WHAT YOU ARE ASKED TO DO » Nothing should be left out when you copy the entries below.

Records from a data collection »

• • • • •

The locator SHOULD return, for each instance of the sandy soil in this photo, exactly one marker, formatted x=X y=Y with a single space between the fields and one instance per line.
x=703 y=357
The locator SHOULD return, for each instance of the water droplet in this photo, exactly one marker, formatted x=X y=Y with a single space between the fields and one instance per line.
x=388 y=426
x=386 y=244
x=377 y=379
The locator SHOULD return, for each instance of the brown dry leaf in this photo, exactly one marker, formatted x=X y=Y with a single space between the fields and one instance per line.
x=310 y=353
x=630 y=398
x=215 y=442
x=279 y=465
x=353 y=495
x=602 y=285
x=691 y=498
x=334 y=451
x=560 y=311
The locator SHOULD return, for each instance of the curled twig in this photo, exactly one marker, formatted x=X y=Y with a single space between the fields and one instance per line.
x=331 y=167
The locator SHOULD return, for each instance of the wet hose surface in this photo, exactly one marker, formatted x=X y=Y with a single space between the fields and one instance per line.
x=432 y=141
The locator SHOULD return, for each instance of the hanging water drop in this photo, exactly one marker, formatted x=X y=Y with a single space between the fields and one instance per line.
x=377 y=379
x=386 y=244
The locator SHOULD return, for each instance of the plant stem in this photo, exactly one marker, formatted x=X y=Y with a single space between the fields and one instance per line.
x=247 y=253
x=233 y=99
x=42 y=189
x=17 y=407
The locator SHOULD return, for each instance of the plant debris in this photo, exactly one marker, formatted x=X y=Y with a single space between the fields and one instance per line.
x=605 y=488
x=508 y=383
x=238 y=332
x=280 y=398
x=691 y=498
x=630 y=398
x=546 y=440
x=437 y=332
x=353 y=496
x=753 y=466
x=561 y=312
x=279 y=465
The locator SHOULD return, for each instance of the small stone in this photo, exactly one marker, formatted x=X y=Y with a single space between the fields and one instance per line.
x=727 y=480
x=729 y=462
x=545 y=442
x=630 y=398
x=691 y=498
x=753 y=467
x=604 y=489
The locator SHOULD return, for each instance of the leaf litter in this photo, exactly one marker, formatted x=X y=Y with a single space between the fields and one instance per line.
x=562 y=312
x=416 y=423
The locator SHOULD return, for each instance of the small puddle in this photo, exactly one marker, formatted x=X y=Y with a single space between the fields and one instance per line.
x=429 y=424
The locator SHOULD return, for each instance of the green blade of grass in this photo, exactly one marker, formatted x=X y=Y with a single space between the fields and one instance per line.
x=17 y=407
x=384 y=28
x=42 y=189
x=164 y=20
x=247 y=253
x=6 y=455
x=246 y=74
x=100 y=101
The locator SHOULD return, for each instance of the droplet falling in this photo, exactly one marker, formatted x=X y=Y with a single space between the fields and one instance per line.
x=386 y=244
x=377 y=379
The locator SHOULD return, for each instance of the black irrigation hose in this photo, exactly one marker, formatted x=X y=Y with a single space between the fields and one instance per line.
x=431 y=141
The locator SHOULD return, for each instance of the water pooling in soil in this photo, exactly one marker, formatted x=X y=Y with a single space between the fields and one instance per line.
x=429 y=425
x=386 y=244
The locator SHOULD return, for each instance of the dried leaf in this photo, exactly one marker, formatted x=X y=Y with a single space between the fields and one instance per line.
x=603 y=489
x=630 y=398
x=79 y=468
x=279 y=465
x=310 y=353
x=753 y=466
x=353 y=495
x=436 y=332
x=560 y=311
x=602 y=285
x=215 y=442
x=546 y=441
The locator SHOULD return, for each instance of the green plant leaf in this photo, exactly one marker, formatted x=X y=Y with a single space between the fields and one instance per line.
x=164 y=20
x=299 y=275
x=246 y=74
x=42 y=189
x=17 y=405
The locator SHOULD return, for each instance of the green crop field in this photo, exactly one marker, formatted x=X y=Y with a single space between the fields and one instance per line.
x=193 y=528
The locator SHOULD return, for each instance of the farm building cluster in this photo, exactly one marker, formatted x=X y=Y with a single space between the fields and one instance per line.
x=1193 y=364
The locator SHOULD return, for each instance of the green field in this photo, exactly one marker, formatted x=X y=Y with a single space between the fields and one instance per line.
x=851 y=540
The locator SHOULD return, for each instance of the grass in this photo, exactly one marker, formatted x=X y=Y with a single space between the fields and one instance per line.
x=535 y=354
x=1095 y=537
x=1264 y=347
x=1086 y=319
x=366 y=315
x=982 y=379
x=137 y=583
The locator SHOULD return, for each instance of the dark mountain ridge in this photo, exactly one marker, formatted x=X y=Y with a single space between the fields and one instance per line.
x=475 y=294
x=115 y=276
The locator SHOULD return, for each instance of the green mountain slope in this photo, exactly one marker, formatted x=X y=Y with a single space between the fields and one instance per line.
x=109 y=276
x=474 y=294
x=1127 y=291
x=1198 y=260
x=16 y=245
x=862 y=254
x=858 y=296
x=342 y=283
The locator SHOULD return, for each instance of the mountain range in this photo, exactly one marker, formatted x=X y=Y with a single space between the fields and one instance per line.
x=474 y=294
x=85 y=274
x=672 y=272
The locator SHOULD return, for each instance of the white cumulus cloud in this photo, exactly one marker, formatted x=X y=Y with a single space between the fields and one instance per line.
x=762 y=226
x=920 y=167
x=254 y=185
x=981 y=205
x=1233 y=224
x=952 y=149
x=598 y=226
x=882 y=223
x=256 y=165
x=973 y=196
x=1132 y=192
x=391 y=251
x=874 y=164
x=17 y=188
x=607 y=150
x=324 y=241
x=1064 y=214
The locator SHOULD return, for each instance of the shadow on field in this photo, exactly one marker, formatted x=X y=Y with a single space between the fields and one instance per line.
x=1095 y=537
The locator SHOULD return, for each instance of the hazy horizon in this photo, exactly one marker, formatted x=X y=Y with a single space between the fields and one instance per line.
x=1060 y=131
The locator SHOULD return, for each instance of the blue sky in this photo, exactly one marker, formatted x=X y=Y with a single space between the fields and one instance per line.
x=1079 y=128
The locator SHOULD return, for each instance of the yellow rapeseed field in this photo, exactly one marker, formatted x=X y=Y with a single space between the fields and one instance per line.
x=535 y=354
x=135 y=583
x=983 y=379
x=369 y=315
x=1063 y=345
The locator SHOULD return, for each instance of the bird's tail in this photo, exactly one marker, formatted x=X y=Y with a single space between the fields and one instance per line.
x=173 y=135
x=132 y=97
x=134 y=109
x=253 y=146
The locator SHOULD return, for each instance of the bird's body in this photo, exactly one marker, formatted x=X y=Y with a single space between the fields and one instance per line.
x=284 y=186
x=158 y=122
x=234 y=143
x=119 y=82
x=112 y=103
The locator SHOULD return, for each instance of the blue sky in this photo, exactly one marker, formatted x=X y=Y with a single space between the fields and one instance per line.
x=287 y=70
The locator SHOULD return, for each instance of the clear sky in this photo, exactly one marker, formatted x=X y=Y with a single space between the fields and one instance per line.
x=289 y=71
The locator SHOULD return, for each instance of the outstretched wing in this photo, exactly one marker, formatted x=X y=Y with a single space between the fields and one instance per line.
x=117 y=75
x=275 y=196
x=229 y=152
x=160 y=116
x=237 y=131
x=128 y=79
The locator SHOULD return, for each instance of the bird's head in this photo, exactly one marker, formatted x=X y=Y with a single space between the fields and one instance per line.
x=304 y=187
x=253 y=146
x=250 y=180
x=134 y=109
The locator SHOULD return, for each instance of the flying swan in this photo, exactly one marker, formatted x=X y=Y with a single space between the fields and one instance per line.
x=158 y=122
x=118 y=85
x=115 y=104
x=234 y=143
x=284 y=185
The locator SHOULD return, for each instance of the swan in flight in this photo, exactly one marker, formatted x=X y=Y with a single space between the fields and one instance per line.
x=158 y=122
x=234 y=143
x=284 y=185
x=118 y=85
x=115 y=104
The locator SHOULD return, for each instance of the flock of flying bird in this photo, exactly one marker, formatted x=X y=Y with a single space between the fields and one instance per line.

• • • • •

TASK OUTPUT »
The locator SHOULD return, for each instance of the sandy soil in this photo, exactly one marker, formatted x=X y=Y with a single space between the fields and one instance per line.
x=703 y=357
The locator SHOULD return, for each instance of the water droplet in this photo, exactly one marker, formatted x=X y=Y with a single space between the fields and one instance per line.
x=388 y=426
x=386 y=244
x=377 y=379
The locator SHOULD return, for each instance of the brown dry leaf in this photo, exactly one marker, formatted x=X y=Y with a single space between the fields and one instance per line.
x=310 y=353
x=630 y=398
x=215 y=442
x=279 y=465
x=353 y=495
x=602 y=285
x=691 y=498
x=334 y=451
x=560 y=311
The locator SHOULD return, for each instance of the curled twig in this photo, exactly one marker, formatted x=X y=Y with a single space between the fields and one instance per line.
x=331 y=167
The locator SHOULD return, for each instance of the wet hose surface in this photo, exactly one marker, formatted x=X y=Y with a single space between the fields and one instance per line.
x=432 y=141
The locator SHOULD return, for each instance of the hanging water drop in this photo, exactly one marker, formatted x=X y=Y with a single space between the fields and one instance per line.
x=377 y=379
x=386 y=244
The locator SHOULD return, for each instance of the plant stem in this photo, exactly one marker, formatted x=X y=Y with a single space between the fields and one instance per line.
x=247 y=253
x=233 y=99
x=42 y=189
x=17 y=407
The locator SHOULD return, for each instance of the plant debris in this photo, exactly one marker, formatted x=X y=Y with a single space between the fields and one instance per line.
x=605 y=488
x=508 y=383
x=238 y=332
x=280 y=398
x=691 y=498
x=630 y=398
x=546 y=440
x=437 y=332
x=353 y=496
x=753 y=466
x=561 y=312
x=279 y=465
The locator SHOULD return, for each instance of the small stone in this photo, exactly one marker, formatted x=X y=Y with a single space between the fields and one instance per line.
x=727 y=480
x=729 y=462
x=545 y=442
x=630 y=398
x=691 y=498
x=753 y=467
x=604 y=489
The locator SHOULD return, for each instance of the leaf litter in this photo, exactly one marker, formatted x=X y=Y with a single space between the fields and one instance per line.
x=562 y=312
x=416 y=423
The locator SHOULD return, for each instance of the small puddle in this photo, exactly one marker, formatted x=X y=Y with a single space between the fields and one instance per line.
x=429 y=424
The locator SHOULD return, for each instance of the green blade of grass in this photo, exactly one marker, formatted x=X y=Y with a single space between the fields and one instance per line.
x=17 y=407
x=384 y=28
x=42 y=189
x=164 y=20
x=247 y=253
x=6 y=455
x=246 y=74
x=100 y=101
The locator SHOULD return, for each instance of the droplet falling in this photo, exactly one marker, formatted x=X y=Y with a single space between the fields and one instance per line.
x=386 y=244
x=377 y=379
The locator SHOULD return, for each instance of the black irrigation hose in this photo, exactly one marker, formatted x=X y=Y with a single space between the fields and one instance per line.
x=431 y=141
The locator SHOULD return, for each instance of the water pooling in soil in this photo, exactly one marker, formatted x=X y=Y with a single space between the fields and one instance per line.
x=429 y=425
x=386 y=244
The locator SHOULD return, for each instance of the dried leaf in this photo, exactly one marker, formatted x=X y=Y with a single space between the fields and one instance per line.
x=603 y=489
x=630 y=398
x=79 y=468
x=279 y=465
x=310 y=353
x=753 y=466
x=353 y=495
x=436 y=332
x=560 y=311
x=602 y=285
x=215 y=442
x=546 y=441
The locator SHOULD return, for each instance of the green plant leaf in this photo, exactly one marker, formatted x=X y=Y with a single space between the fields and one instance per line.
x=164 y=20
x=299 y=275
x=246 y=74
x=42 y=189
x=17 y=405
The locator SHOULD return, for each instance of the green crop field in this photo, exactly one marker, formatted x=X y=Y with a single space between the fields and one instance per line.
x=193 y=528
The locator SHOULD return, for each instance of the farm building cluster in this photo, exactly one marker, formatted x=X y=Y with a single space between the fields and one instance per line.
x=1193 y=364
The locator SHOULD return, for each instance of the green field in this photo, exactly one marker, formatted x=X y=Y with a single space between the fields and one instance per line.
x=851 y=540
The locator SHOULD return, for each instance of the grass in this photo, exactly one marker, formatted x=X y=Y with a single space between the fields and one instance per line.
x=535 y=354
x=1095 y=537
x=1264 y=347
x=1086 y=319
x=366 y=315
x=982 y=379
x=137 y=583
The locator SHOULD return, for each instance of the dark mountain ridge in this photo, exactly one marker, formatted x=X y=Y with a single space between the fields and one instance per line.
x=475 y=294
x=115 y=276
The locator SHOULD return, for each instance of the green mountain slope in this photo, exactly one marker, formatted x=X y=Y with a single space between the fields and one instance per line.
x=109 y=276
x=474 y=294
x=1127 y=291
x=1198 y=260
x=16 y=245
x=862 y=254
x=858 y=296
x=342 y=283
The locator SHOULD return, for each instance of the mountain range in this photo, exactly one marker, formatted x=X y=Y with a single space between the fields and one instance per line.
x=474 y=294
x=85 y=274
x=672 y=272
The locator SHOULD return, for each instance of the white cumulus cloud in this photo, exactly one marker, formatted x=X y=Y with a single space between the fields and one instance per line.
x=762 y=226
x=920 y=167
x=254 y=185
x=981 y=205
x=1233 y=224
x=952 y=149
x=598 y=226
x=882 y=223
x=256 y=165
x=973 y=196
x=1132 y=192
x=391 y=251
x=874 y=164
x=17 y=188
x=607 y=150
x=324 y=241
x=1064 y=214
The locator SHOULD return, for each instance of the shadow on field in this photo, exactly one marker, formatted x=X y=Y with a single space between the fields and one instance per line.
x=1095 y=537
The locator SHOULD return, for each instance of the hazy horizon in this photo, exactly one marker, formatted x=X y=Y with a single space between the fields and one instance per line.
x=1060 y=131
The locator SHOULD return, for each instance of the blue sky in this photo, exactly one marker, formatted x=X y=Y with a single space between the fields and one instance per line.
x=1079 y=128
The locator SHOULD return, for each instance of the yellow rapeseed field in this photo, exactly one marker, formatted x=X y=Y with a single space between the fields and one instance per line.
x=535 y=354
x=135 y=583
x=983 y=379
x=369 y=315
x=1063 y=345
The locator SHOULD return, for each instance of the bird's tail in this photo, exactly one marker, formatted x=X y=Y with a single space between the fields and one instance per line.
x=173 y=135
x=132 y=97
x=134 y=109
x=253 y=146
The locator SHOULD return, for each instance of the bird's body in this photo, exactly one marker, formatted x=X y=Y with a single space between the fields and one instance per line.
x=284 y=186
x=158 y=122
x=234 y=143
x=119 y=82
x=112 y=103
The locator SHOULD return, for each instance of the blue sky in this photo, exactly one marker, formatted x=X y=Y with a single space between the fields and one instance per line.
x=287 y=70
The locator SHOULD return, for each instance of the clear sky in this photo, exactly one marker, formatted x=X y=Y with a single space between the fields and one instance per line.
x=289 y=71
The locator SHOULD return, for each instance of the outstretched wing in this photo, exactly one marker, formatted x=X y=Y with a single space between the fields and one instance per line.
x=117 y=75
x=275 y=196
x=229 y=152
x=160 y=116
x=237 y=131
x=128 y=79
The locator SHOULD return, for each instance of the bird's head in this photo, exactly one marker, formatted x=X y=Y with a single space between the fields and one instance per line.
x=304 y=187
x=253 y=146
x=250 y=180
x=134 y=109
The locator SHOULD return, for each instance of the flying swan in this photo, exactly one marker, formatted x=X y=Y with a single space between the fields and one instance per line.
x=158 y=122
x=118 y=85
x=115 y=104
x=234 y=143
x=284 y=185
The locator SHOULD return, for each instance of the swan in flight in this photo, exactly one marker, formatted x=X y=Y with a single space between the fields and one instance per line.
x=158 y=122
x=234 y=143
x=284 y=185
x=118 y=85
x=115 y=104
The locator SHOULD return, for each instance of the flock of flying bird in this photo, exactly one marker, formatted x=X y=Y with a single space between the fields and one instance per line.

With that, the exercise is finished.